• [Exercise instructions]:
In the copy, keep every record exact and leave out all images.

--- Start of Data for the task ---

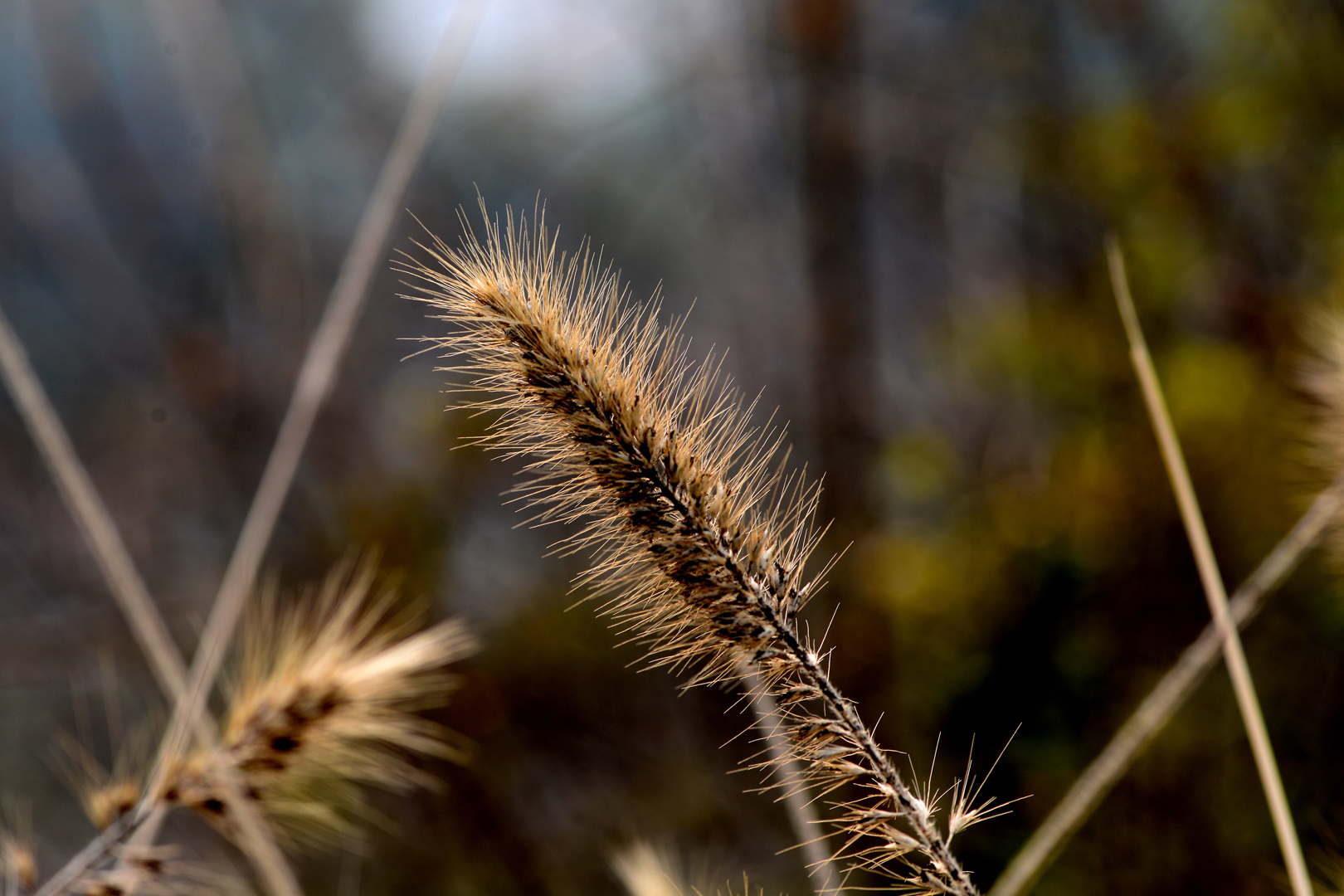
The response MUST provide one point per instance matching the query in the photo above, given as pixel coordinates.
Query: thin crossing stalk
(124, 581)
(1161, 703)
(321, 363)
(1213, 582)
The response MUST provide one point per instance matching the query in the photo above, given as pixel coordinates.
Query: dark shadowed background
(890, 212)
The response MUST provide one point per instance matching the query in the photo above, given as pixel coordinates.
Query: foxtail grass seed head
(700, 533)
(105, 796)
(324, 700)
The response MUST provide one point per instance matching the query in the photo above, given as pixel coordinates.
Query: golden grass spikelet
(17, 860)
(324, 700)
(699, 531)
(105, 796)
(1322, 377)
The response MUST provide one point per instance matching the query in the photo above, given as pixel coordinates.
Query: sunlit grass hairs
(699, 531)
(324, 700)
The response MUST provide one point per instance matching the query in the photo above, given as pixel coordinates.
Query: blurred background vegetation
(891, 214)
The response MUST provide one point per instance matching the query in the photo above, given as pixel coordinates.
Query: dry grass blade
(319, 368)
(699, 533)
(1213, 582)
(123, 579)
(1161, 703)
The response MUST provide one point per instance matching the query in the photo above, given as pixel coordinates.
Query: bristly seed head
(699, 531)
(325, 698)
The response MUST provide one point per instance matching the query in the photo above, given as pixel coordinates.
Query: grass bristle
(324, 700)
(699, 531)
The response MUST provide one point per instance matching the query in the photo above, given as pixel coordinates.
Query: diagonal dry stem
(1157, 709)
(124, 581)
(1213, 581)
(320, 364)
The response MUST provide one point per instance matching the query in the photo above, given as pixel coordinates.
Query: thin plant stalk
(1161, 703)
(796, 801)
(124, 581)
(321, 363)
(1211, 579)
(90, 514)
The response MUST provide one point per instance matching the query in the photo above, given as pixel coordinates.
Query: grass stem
(1211, 579)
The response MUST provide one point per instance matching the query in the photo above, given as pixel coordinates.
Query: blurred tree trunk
(824, 37)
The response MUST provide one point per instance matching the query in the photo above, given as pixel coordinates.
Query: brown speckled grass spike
(700, 535)
(324, 702)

--- End of Data for the task ---

• [Response to this exercise]:
The response MUST provide one point per instance matching the query in the photo above, given as pixel coordinates.
Query: thin crossing stalk
(124, 581)
(1161, 703)
(321, 363)
(1213, 582)
The response MUST provide one point per instance matching the query in the photo above, given as pixel coordinates.
Query: dark shadowed background
(890, 212)
The response MUST provide one point per instance matching the query in the photo above, given as pixel coordinates.
Query: foxtail grass seed head
(700, 533)
(105, 796)
(324, 700)
The response MUST provide one point per instance matching the query in the photo above, given as pixel coordinates.
Query: golden grass spikelet
(17, 860)
(324, 700)
(699, 531)
(105, 796)
(1322, 377)
The response MUST provide one point per instance matching the query in the photo above, given as pixel coordinates.
Query: sunlit grass hairs
(699, 531)
(324, 700)
The response MUST provide one point per instance matching the query in the photo above, given as pixel coordinates.
Query: blurred background vegetation
(891, 214)
The response MUST provide one point per instance matching the query in the photo above, given as pixel coordinates.
Query: dry grass blade
(319, 368)
(699, 533)
(1213, 582)
(123, 579)
(1161, 703)
The response MUST provide one point per instance matching the query in the photo above, given as pixel coordinates.
Query: bristly seed head
(699, 531)
(325, 698)
The response MUST provide one point per instance matching the query in the photo above, given as pixel coordinates.
Query: grass bristle
(324, 700)
(699, 531)
The response MUST provide one point per instance matching the query in the photo above, given as pixel coordinates.
Query: diagonal dry stem
(1157, 709)
(124, 581)
(1213, 581)
(320, 364)
The response MUST provide one point per instance matching the query in the photo above, given as pixel coordinates.
Query: thin plant stalk
(1161, 703)
(796, 801)
(124, 581)
(321, 363)
(1211, 579)
(90, 514)
The response MUST provide one point per instance matching the query in the photo above, given as pixel coordinates.
Query: grass stem
(1211, 579)
The response MUST provide one point per instance matching the query in the photo above, given as pixel coordinates.
Query: blurred tree trunk
(824, 37)
The response MUST provide one point per instance matching the query in the photo above, given as pixel coordinates.
Query: brown speckled grass spike
(700, 535)
(324, 702)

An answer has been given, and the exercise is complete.